## Work to do
Please extract everything from "That said, I" down to "and readily available." in the forum post on cantilever brakes, copying it word for word.

2022-10-30 Thread Garth
I've used cantilevers since the early 80's and while there are distinctions 
among brake models, how it is set up, the frame mounts themselves, brake 
cable and housing setup, and finally the riders own sensibilities, all play 
their part in the experience of braking. In other words, there's no putting 
a specific brake in a "box", saying it is this or that, and that's all 
there is too it. There's just too many variables to consider to distill it 
down into a box of words. 

That said, I love me some low profile Suntour XC Pro canti's. For that 
matter, I love any canti that uses full post pads, the original type. I 
bought some low profile Dia Compe DC 988's a while ago and while they are 
quite similar to the Sun Tour, they're not quite as easily adjusted for the 
toe in as the XC Pro. Both come stock with road sized centered-in-the post 
pads, by far my favorite, and both brakes readily clear the stays. I don't 
why Riv laments there aren't any cantilevers that open fully anymore as 
these Dia Compe 988's are right in there catalog and readily available. 
They're popular with BMX riders too. Even with wonky offset post Koolstop 
pads they can be shortened easily to more road size.

## Records shown
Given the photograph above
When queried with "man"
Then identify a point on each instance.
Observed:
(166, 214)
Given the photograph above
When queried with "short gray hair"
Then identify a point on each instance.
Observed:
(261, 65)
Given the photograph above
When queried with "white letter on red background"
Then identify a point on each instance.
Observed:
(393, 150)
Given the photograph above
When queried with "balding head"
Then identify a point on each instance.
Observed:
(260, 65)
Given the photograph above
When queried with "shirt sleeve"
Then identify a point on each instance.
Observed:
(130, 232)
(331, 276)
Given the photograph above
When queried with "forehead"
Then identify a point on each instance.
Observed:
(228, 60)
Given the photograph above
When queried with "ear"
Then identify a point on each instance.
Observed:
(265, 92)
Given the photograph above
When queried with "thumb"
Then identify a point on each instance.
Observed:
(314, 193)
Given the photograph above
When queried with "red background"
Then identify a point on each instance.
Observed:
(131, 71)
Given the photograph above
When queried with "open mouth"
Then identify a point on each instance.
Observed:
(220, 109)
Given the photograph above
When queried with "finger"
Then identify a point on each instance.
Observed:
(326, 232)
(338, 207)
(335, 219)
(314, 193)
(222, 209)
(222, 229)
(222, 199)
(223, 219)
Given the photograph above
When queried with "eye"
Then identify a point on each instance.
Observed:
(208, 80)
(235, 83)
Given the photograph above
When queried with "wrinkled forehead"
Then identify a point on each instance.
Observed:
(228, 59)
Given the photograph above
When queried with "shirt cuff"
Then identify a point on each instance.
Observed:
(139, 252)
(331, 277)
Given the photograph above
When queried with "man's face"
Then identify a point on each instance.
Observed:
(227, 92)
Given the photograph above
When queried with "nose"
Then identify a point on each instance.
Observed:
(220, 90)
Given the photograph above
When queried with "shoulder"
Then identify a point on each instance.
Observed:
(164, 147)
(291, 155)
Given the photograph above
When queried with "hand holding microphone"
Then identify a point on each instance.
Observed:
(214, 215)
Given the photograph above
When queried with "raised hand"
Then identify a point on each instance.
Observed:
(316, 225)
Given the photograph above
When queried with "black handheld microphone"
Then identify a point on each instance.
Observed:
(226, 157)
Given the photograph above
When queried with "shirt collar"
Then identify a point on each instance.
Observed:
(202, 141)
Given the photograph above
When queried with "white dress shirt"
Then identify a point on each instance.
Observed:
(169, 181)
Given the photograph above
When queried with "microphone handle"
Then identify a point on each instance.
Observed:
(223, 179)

==

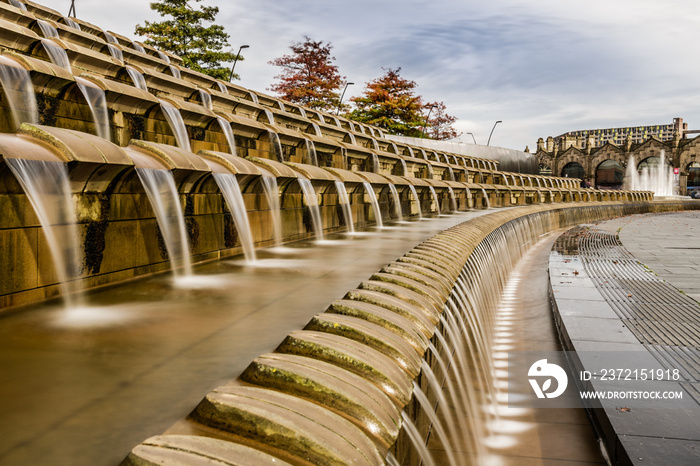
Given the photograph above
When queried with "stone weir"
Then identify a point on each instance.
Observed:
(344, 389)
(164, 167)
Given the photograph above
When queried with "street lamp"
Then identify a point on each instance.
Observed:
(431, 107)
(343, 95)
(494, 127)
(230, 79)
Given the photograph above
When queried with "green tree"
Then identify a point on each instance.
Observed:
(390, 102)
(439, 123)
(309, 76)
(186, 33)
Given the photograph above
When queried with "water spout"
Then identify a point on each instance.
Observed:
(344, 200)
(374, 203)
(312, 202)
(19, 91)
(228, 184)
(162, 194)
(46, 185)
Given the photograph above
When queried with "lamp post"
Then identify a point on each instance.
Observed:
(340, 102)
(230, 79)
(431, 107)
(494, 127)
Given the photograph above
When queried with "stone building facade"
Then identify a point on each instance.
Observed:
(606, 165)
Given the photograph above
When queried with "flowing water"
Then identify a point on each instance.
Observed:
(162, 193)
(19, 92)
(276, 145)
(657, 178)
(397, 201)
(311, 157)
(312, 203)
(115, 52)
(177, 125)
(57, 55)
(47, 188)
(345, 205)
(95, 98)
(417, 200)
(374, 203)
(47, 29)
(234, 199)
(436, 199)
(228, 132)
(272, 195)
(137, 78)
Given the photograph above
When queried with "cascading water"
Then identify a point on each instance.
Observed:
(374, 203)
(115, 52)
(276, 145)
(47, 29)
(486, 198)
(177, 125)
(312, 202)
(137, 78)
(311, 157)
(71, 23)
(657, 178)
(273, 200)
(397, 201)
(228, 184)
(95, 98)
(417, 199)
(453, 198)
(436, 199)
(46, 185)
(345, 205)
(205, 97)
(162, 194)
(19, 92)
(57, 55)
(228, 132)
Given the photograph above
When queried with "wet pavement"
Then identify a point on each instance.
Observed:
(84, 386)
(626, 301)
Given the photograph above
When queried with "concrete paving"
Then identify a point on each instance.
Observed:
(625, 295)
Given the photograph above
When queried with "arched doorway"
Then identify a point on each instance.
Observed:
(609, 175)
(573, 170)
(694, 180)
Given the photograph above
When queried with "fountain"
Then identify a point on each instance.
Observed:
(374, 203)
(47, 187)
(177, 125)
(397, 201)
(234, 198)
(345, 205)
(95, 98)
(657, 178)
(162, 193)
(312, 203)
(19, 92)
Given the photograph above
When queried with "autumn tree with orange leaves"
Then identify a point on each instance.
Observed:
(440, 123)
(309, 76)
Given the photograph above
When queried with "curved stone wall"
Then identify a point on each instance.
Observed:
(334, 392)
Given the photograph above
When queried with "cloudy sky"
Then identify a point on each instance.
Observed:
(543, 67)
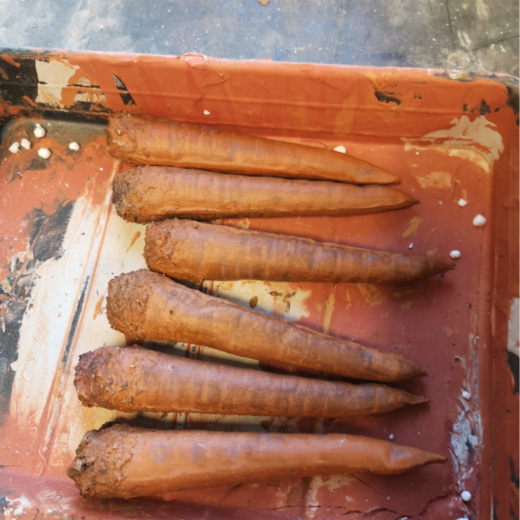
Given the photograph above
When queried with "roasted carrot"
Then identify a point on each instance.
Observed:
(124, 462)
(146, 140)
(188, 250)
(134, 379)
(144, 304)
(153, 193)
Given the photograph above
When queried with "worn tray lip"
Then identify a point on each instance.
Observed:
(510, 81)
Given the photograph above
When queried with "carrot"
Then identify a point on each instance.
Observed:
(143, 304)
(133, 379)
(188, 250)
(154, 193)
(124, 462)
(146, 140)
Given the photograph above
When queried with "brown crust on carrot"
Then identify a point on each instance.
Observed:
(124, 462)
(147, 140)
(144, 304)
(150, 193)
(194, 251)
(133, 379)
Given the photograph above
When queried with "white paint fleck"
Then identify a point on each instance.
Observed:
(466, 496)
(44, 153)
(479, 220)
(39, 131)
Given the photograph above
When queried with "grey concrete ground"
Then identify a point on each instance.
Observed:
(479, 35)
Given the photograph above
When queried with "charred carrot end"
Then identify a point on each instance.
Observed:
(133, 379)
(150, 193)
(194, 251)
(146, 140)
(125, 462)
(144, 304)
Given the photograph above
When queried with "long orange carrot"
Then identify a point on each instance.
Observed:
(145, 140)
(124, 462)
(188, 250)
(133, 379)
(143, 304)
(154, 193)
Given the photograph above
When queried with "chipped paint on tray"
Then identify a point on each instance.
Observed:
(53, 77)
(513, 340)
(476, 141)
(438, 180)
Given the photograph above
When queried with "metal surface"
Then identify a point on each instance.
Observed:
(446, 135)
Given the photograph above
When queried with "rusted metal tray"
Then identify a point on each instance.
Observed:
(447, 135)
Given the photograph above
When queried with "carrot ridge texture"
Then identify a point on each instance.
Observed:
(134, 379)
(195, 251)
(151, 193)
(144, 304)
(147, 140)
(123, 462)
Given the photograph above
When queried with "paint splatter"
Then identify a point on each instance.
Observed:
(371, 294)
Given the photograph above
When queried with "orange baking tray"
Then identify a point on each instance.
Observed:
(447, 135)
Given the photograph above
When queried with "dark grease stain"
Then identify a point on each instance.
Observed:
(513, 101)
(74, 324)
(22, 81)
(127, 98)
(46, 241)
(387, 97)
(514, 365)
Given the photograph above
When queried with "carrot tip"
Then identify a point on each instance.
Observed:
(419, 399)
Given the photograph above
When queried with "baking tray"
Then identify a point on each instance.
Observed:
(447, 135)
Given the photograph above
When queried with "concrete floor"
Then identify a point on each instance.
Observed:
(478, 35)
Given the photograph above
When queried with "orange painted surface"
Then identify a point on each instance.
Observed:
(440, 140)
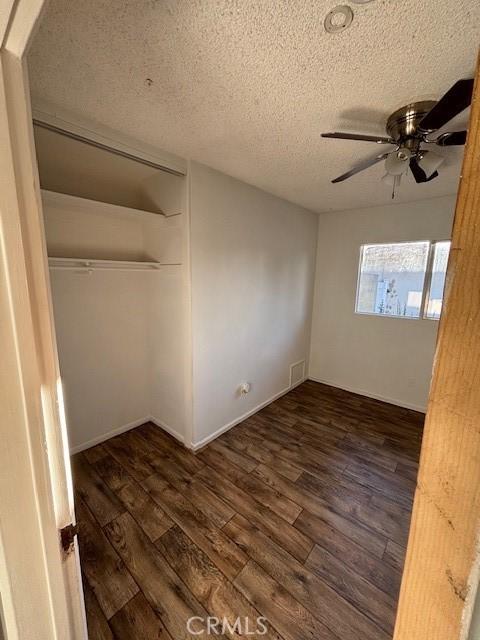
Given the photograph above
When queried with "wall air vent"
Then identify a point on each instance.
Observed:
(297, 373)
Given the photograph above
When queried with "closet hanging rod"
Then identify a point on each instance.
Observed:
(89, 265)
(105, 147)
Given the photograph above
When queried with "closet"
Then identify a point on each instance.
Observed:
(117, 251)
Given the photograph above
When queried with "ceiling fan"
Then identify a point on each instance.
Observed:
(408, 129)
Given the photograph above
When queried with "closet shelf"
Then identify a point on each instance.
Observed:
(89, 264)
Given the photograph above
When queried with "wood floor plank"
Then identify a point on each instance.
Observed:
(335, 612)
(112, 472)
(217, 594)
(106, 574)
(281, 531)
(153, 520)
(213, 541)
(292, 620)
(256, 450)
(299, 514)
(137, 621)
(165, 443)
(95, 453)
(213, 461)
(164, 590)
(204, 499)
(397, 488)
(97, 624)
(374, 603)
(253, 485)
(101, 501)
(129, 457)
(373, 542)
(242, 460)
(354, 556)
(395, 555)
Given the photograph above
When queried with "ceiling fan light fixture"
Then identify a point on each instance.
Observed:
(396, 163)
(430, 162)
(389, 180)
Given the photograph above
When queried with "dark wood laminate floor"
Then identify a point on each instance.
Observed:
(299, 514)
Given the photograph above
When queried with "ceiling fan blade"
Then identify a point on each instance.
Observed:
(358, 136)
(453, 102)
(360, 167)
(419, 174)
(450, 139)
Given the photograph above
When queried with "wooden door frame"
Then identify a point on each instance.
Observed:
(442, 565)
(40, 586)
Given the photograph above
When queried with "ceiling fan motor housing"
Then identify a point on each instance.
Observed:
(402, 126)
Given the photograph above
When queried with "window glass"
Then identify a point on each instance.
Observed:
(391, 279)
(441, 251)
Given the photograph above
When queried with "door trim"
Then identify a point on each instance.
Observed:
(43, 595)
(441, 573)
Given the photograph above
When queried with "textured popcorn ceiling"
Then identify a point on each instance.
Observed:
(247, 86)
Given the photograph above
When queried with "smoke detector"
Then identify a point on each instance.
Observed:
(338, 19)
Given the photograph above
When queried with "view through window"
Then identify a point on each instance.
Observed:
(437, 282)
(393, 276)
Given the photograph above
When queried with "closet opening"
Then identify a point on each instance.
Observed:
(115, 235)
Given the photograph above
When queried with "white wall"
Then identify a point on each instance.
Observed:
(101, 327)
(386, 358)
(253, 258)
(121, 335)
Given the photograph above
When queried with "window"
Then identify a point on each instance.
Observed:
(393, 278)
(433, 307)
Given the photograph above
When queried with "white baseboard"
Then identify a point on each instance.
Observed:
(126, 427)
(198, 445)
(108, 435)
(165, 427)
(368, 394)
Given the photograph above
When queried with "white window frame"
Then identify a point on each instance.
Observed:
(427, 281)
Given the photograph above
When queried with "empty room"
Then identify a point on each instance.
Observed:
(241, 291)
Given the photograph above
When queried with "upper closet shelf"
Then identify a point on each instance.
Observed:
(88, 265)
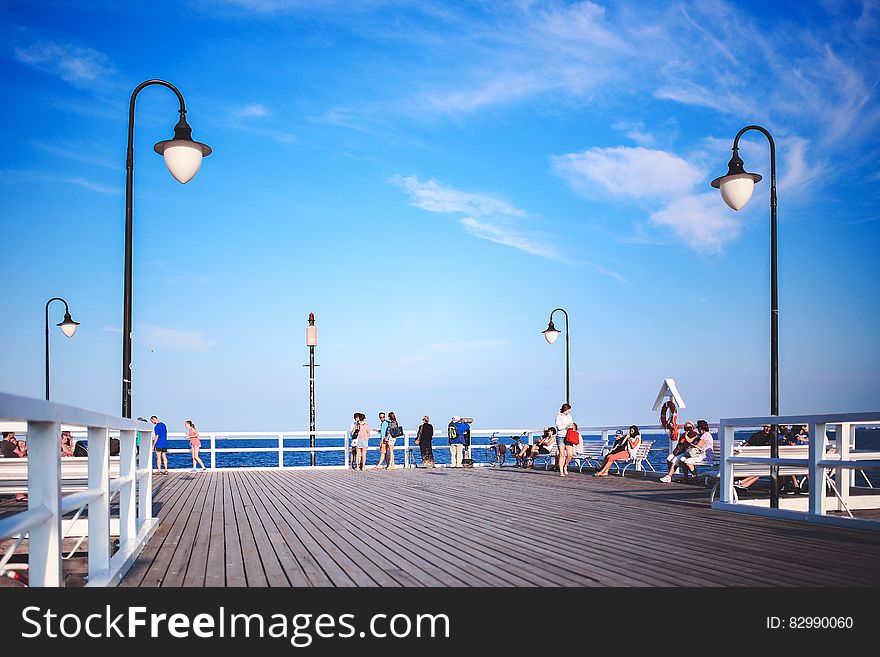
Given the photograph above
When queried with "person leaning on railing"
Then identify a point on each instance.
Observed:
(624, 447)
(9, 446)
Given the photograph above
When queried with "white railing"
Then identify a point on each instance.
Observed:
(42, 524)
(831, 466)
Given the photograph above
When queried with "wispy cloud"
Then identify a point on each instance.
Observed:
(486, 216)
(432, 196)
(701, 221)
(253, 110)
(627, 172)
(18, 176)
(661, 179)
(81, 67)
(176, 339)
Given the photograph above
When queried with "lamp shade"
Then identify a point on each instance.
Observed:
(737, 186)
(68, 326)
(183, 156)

## Reply to the exercise
That said, I love me some low profile Suntour XC Pro canti's. For that 
matter, I love any canti that uses full post pads, the original type. I 
bought some low profile Dia Compe DC 988's a while ago and while they are 
quite similar to the Sun Tour, they're not quite as easily adjusted for the 
toe in as the XC Pro. Both come stock with road sized centered-in-the post 
pads, by far my favorite, and both brakes readily clear the stays. I don't 
why Riv laments there aren't any cantilevers that open fully anymore as 
these Dia Compe 988's are right in there catalog and readily available.